### [Document passage]

------------

Architecture
SENTRA’s Intelligent News / Blogs / Forums / Social Media Analysis component.
At the heart of SENTRA’s Intelligent News/Blogs/Forums/Social Media Analysis component is a sentiment analysis engine. High level - Sentiment analysis engine processing pipeline consists of several steps that converts normalized plain text into a semantic network with concepts as nodes and relations between these concepts as edges. Sentiment detection is performed as a logical inference over such a semantic graph.
Each step of SENTRA’s transactional, NLP / AI based sentiment analysis extraction engine is described in more detail below:
1) During sentence detection phase raw text is split into separate sentences. Quotations blocks and direct speech blocks are also detected.
2) Syntax parser converts each sentence into a tree of constituents, where each constituent is a word or a group of words that functions as a single unit within a hierarchical structure of a sentence.
Parser enriches each word in the sentence with linguistic information such as part of speech, lemma, gender, noun number etc that is used in later processing phases.
Mix of grammar based and probabilistic based approaches is used and boosted to perform parsing. Probabilistic parser allows quick and rich high quality coverage of common sentence structures, while extensive grammar rules provide the ability to handle complex, unusual sentences that are exceptions from common sentence structure.
3) Entity extraction and Filter Matching utilizing substantial knowledge bases and machine learning algorithms
Mentions of companies, products and people are detected at this step. Entity extraction is used to resolve ambiguities between mentions of a person and a location or a person and a company or even two people with same name but different professions. Both local context of a sentence and a global context of an article are used to determine the correct entity type and its match to user defined filters.

------------

### [Input data]

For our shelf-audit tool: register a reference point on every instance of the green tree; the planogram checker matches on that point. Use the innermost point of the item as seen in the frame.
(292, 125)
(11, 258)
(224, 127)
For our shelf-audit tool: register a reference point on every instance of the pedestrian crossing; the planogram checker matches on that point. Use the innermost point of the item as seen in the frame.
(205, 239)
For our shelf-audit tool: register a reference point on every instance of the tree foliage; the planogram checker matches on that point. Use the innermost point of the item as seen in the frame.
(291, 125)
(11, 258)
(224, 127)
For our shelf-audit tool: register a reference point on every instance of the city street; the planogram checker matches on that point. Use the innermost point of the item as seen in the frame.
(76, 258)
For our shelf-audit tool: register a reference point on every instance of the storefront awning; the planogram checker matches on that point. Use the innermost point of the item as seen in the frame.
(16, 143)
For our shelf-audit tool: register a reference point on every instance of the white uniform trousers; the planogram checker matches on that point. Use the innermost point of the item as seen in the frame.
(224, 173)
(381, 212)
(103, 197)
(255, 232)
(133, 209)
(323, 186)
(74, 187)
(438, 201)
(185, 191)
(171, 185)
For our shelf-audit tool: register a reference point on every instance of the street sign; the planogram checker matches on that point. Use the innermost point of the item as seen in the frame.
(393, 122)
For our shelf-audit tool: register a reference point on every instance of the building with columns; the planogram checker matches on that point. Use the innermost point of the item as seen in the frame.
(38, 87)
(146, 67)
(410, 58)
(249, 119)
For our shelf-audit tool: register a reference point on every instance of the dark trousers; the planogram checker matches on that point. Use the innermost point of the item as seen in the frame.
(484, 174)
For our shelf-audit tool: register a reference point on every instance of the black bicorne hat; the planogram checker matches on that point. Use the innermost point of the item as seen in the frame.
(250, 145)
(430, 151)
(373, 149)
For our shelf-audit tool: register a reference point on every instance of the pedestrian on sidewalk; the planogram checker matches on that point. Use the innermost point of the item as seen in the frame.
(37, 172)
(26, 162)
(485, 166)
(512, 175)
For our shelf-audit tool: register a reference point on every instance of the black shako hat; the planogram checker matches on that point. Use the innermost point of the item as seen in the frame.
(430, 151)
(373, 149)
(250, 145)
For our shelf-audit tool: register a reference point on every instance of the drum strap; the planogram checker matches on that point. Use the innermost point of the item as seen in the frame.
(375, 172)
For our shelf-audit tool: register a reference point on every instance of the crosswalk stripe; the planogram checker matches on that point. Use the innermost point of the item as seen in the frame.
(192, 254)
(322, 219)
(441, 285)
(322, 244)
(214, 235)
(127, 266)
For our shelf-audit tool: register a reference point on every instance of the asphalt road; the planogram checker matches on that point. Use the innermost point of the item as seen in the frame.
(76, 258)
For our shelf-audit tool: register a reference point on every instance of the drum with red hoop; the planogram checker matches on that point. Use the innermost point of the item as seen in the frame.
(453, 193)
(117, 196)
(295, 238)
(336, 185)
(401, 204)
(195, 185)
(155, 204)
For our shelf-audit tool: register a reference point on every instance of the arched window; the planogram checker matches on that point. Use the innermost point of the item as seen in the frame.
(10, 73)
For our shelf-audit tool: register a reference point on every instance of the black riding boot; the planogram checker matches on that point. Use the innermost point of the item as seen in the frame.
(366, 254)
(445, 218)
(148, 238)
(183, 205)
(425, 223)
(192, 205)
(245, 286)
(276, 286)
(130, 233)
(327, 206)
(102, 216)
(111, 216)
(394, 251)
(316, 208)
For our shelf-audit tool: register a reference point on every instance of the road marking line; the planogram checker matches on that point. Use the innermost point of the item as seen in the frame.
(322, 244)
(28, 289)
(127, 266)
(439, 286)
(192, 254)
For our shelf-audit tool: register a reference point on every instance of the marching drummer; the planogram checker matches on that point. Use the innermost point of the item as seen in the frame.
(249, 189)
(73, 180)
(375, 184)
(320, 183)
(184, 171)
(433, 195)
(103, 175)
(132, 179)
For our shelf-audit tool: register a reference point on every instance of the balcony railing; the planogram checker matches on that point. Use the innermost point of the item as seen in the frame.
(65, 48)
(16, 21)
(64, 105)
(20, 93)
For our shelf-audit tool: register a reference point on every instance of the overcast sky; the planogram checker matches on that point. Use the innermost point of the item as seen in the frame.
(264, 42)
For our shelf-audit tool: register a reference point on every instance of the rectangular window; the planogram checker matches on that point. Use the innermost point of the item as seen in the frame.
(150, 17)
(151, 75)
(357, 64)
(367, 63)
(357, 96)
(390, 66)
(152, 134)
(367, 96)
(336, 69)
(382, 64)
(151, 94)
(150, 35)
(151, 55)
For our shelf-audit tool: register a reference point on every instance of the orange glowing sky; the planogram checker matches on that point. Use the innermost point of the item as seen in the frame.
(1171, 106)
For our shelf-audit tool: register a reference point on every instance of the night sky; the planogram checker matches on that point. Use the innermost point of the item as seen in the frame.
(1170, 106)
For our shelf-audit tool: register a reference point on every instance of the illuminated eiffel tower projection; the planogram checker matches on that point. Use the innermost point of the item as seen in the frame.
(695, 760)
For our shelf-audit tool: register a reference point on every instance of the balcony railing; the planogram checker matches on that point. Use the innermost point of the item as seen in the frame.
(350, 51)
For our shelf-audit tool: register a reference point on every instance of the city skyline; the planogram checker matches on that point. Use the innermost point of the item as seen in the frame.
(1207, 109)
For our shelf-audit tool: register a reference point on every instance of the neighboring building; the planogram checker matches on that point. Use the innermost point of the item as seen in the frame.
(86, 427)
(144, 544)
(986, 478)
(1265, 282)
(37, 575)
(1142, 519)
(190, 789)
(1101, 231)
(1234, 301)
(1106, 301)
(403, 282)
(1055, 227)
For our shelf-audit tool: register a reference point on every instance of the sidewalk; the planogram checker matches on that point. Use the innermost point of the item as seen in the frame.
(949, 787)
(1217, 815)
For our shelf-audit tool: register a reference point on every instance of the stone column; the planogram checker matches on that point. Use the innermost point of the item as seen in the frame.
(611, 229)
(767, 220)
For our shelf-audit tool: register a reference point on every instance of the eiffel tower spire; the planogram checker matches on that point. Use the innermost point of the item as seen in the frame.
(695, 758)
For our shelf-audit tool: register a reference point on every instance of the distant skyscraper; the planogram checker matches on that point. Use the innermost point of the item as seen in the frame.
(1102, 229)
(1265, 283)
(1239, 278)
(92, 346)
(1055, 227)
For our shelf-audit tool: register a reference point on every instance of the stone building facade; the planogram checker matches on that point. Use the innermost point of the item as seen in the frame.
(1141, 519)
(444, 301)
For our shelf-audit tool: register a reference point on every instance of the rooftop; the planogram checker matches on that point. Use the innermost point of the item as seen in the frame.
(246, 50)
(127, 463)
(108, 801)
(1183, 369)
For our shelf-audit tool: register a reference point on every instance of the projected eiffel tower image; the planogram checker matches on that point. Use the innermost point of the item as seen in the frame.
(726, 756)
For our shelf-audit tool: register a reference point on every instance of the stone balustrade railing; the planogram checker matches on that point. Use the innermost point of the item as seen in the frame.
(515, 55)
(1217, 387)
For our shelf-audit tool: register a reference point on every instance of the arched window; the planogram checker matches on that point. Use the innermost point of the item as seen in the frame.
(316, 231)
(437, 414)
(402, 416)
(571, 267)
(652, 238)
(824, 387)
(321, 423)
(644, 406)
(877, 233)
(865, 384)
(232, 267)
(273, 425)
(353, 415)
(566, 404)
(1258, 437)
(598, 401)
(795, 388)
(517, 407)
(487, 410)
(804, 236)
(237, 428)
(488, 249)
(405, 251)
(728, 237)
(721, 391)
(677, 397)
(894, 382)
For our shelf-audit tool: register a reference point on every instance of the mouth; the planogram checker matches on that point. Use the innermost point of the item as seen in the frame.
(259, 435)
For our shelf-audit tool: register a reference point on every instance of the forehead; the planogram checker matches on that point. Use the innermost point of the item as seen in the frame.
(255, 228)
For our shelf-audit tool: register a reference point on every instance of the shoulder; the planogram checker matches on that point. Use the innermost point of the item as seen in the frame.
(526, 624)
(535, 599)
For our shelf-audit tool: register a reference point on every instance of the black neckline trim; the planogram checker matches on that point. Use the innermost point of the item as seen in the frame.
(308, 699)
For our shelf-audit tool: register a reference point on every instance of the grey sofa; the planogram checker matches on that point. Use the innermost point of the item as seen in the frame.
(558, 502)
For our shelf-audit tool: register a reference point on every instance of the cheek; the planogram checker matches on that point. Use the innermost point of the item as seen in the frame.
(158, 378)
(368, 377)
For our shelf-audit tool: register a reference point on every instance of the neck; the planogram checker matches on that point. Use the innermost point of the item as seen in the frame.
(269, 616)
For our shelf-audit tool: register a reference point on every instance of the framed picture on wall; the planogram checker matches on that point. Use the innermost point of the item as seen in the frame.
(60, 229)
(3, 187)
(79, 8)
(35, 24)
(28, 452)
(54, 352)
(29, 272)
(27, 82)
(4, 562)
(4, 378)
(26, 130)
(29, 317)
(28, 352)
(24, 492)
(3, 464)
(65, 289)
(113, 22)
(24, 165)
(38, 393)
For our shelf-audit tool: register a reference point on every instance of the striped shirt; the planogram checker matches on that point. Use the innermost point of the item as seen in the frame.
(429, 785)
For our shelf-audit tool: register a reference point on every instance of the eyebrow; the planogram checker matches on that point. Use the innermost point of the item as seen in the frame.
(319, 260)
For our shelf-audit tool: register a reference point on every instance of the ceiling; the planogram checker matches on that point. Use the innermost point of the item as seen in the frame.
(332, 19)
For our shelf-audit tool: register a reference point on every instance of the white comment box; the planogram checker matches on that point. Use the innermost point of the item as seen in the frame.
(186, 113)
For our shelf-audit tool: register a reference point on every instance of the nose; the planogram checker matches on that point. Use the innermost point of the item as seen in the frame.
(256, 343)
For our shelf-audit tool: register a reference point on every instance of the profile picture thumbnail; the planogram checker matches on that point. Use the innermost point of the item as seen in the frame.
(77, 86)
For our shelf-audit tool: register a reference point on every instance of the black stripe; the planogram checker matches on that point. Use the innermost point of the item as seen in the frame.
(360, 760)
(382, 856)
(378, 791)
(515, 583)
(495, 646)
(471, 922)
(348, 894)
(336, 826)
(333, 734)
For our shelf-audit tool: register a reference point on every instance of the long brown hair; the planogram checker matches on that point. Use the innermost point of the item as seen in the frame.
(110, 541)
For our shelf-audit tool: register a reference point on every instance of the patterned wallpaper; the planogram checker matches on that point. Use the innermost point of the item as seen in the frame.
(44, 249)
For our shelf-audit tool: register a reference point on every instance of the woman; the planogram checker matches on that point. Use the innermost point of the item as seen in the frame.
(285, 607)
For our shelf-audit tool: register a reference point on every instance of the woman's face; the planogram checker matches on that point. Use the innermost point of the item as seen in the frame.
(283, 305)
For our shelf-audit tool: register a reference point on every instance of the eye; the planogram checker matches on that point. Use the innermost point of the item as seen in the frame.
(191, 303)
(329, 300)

------------

### [What to do]
1. In the architecture text, what is the sentiment analysis engine's processing pipeline said to convert normalized plain text into?
2. Copy the architecture text word for word from "At the heart" to "a semantic graph.".

### [Answer set]
1. A semantic network with concepts as nodes and relations between these concepts as edges.

2.
At the heart of SENTRA’s Intelligent News/Blogs/Forums/Social Media Analysis component is a sentiment analysis engine. High level - Sentiment analysis engine processing pipeline consists of several steps that converts normalized plain text into a semantic network with concepts as nodes and relations between these concepts as edges. Sentiment detection is performed as a logical inference over such a semantic graph.